>> start DATA FOR THE TASK
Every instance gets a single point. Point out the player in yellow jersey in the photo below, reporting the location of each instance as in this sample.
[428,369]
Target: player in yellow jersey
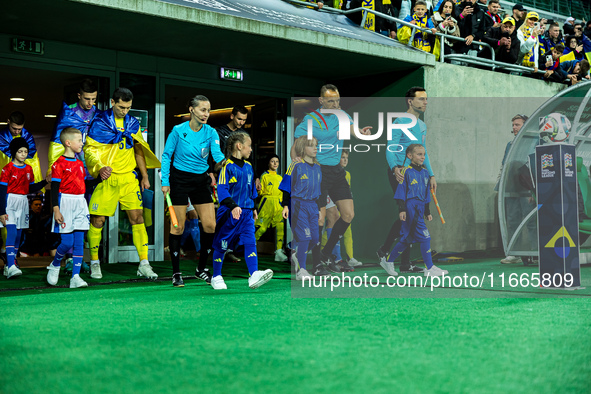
[332,215]
[114,148]
[270,210]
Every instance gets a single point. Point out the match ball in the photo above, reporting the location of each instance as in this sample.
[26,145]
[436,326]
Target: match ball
[554,127]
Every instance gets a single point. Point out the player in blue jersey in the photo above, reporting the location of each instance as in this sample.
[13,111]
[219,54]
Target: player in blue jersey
[325,128]
[301,188]
[78,116]
[416,99]
[185,176]
[413,197]
[236,214]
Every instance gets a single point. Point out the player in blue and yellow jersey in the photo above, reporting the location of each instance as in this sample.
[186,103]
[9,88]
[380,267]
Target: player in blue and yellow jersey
[270,206]
[416,99]
[332,215]
[236,214]
[325,128]
[79,116]
[413,197]
[301,188]
[185,176]
[114,148]
[16,181]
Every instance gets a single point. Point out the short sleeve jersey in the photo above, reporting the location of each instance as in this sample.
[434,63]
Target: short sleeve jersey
[238,183]
[17,178]
[415,185]
[70,173]
[302,180]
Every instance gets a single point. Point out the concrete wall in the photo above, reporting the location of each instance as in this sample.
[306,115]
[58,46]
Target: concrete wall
[469,124]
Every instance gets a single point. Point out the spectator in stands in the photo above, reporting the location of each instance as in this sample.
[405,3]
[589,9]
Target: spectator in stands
[519,14]
[529,41]
[583,39]
[575,47]
[576,70]
[445,23]
[554,72]
[466,14]
[504,41]
[491,19]
[420,19]
[551,39]
[569,26]
[329,3]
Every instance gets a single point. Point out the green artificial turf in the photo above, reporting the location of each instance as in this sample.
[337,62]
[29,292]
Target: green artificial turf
[139,336]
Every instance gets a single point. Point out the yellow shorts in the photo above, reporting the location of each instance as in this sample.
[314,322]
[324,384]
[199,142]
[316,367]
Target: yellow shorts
[122,188]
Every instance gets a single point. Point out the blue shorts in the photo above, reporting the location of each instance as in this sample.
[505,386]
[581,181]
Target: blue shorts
[304,220]
[414,228]
[230,232]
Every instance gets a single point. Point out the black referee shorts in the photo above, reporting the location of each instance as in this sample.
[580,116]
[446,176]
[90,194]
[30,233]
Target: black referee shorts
[334,184]
[185,185]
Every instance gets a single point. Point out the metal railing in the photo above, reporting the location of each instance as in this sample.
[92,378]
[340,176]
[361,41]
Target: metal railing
[492,63]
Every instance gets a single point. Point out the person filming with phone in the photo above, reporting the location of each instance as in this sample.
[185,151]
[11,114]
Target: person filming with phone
[504,41]
[445,23]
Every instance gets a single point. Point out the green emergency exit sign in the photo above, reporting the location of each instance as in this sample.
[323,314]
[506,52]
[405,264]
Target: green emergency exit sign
[24,45]
[231,74]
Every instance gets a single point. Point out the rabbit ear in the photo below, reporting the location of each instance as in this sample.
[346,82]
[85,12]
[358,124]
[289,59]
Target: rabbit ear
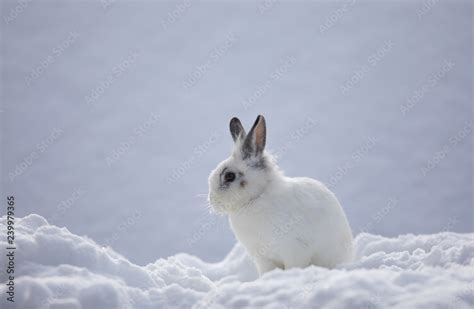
[236,129]
[254,143]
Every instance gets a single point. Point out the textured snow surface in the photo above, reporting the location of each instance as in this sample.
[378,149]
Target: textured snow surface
[57,269]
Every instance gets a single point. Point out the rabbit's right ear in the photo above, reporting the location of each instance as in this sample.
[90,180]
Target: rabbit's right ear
[236,129]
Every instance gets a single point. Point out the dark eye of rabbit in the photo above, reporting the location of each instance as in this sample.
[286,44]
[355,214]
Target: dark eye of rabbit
[229,176]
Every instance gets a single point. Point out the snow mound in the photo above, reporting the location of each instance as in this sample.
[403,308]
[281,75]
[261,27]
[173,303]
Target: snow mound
[57,269]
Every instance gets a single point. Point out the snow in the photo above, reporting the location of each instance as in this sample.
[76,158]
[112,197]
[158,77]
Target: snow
[58,269]
[113,113]
[105,132]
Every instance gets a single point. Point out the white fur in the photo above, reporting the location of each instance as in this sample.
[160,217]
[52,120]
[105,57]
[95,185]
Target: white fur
[282,222]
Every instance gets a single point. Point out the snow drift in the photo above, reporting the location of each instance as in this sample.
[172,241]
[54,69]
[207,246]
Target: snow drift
[57,269]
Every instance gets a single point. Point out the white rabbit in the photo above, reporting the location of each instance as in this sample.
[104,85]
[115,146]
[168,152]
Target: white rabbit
[282,222]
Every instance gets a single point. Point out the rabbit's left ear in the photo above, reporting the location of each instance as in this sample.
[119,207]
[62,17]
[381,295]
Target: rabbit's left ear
[236,129]
[254,143]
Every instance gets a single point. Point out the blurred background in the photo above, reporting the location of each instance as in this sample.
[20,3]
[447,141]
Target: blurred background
[113,113]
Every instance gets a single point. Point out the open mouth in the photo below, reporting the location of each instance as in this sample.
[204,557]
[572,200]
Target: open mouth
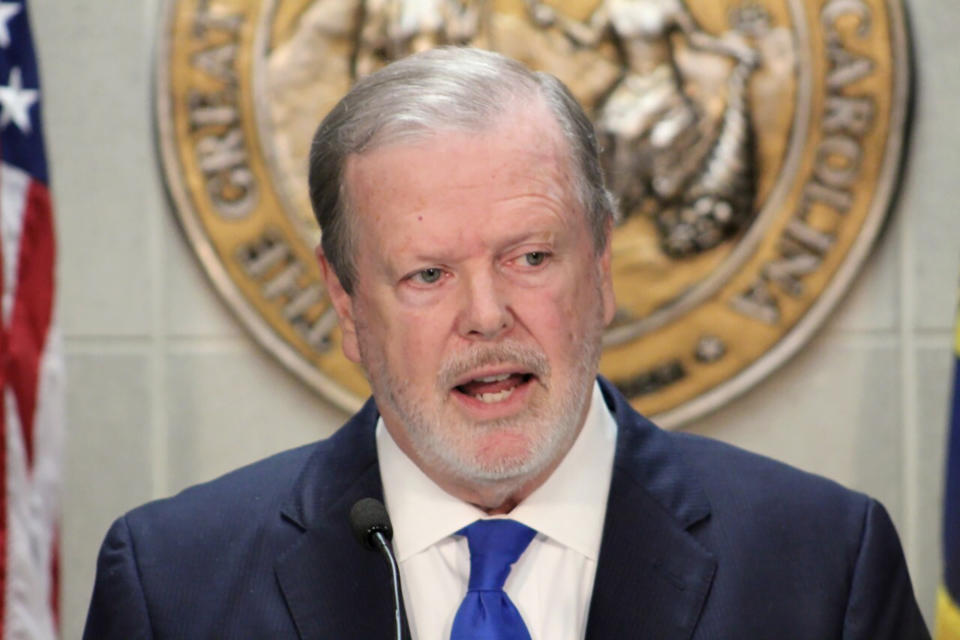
[492,389]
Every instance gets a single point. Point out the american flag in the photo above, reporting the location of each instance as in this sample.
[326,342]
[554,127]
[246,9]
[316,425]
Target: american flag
[31,362]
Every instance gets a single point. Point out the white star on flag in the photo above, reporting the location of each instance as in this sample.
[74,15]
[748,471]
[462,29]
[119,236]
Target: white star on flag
[15,102]
[7,11]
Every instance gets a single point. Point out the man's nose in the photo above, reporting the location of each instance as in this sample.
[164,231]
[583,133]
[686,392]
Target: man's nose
[485,313]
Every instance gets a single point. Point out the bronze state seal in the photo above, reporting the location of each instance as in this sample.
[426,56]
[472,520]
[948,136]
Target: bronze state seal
[754,147]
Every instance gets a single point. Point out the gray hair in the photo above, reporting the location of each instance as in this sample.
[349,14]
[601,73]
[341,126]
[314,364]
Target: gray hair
[448,88]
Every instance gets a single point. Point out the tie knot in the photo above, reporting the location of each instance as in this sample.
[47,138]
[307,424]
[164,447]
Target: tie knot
[494,546]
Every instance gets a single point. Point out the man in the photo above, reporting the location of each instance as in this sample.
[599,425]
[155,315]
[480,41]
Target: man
[466,250]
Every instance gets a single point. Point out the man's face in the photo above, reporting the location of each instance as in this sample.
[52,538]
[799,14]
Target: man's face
[479,301]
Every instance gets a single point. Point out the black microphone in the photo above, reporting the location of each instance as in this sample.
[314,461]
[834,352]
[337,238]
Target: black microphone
[371,526]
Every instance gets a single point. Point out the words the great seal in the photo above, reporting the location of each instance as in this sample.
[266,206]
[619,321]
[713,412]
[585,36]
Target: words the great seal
[754,148]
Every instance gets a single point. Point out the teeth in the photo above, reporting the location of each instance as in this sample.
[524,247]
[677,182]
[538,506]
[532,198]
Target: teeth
[490,398]
[499,378]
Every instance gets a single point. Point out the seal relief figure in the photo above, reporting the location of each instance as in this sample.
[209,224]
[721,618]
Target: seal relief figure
[752,145]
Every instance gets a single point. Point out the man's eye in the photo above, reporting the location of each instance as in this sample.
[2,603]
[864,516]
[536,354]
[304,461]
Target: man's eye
[535,258]
[428,276]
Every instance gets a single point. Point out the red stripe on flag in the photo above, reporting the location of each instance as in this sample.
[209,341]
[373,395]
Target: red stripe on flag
[32,307]
[3,454]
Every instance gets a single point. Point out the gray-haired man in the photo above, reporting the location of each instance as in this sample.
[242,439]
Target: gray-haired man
[466,251]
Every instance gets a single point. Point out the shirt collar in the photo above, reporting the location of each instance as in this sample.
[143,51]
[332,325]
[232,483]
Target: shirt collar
[422,514]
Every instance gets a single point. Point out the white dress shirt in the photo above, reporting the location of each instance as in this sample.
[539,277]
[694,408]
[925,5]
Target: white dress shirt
[551,583]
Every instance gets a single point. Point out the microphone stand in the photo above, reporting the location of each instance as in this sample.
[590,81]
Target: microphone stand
[384,546]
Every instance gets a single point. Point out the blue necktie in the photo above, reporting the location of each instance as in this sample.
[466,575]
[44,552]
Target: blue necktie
[486,612]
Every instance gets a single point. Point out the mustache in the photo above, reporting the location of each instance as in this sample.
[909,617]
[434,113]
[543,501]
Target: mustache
[522,356]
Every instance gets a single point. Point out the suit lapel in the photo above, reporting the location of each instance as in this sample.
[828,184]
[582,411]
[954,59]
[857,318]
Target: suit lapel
[652,577]
[335,588]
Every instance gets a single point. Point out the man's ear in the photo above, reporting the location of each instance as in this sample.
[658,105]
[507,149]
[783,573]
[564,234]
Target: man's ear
[343,305]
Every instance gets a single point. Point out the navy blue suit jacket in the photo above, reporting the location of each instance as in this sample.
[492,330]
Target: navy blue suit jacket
[701,540]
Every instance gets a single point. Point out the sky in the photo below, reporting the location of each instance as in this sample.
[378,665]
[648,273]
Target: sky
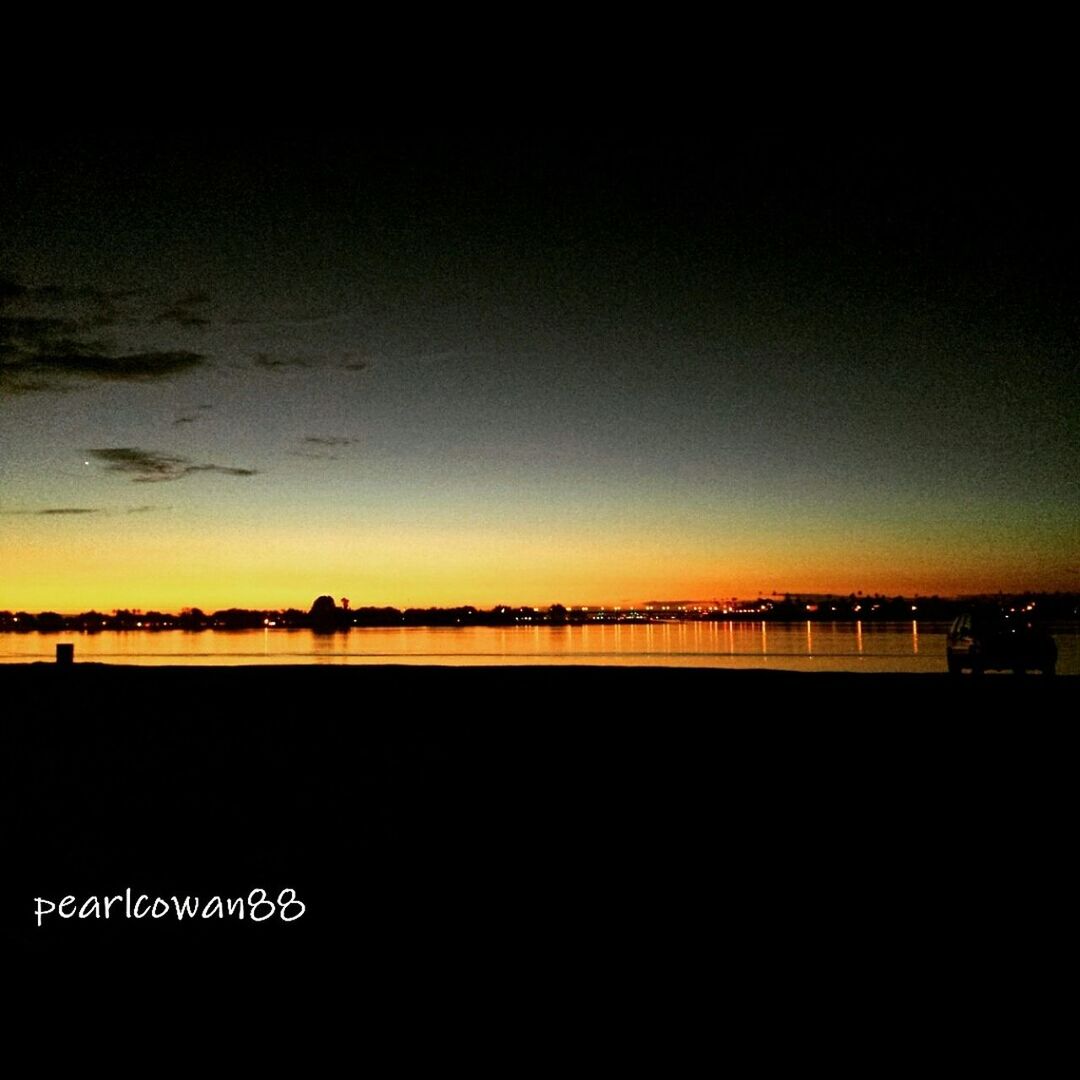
>> end DATA FOR THE TASK
Pick out each line of the listing above that contains the word "collar" and copy those lines.

### ANSWER TO THE EXERCISE
Every instance gets a single point. Point out the shirt collar in the photo above, reporting the location of each instance as in this sample.
Target: shirt collar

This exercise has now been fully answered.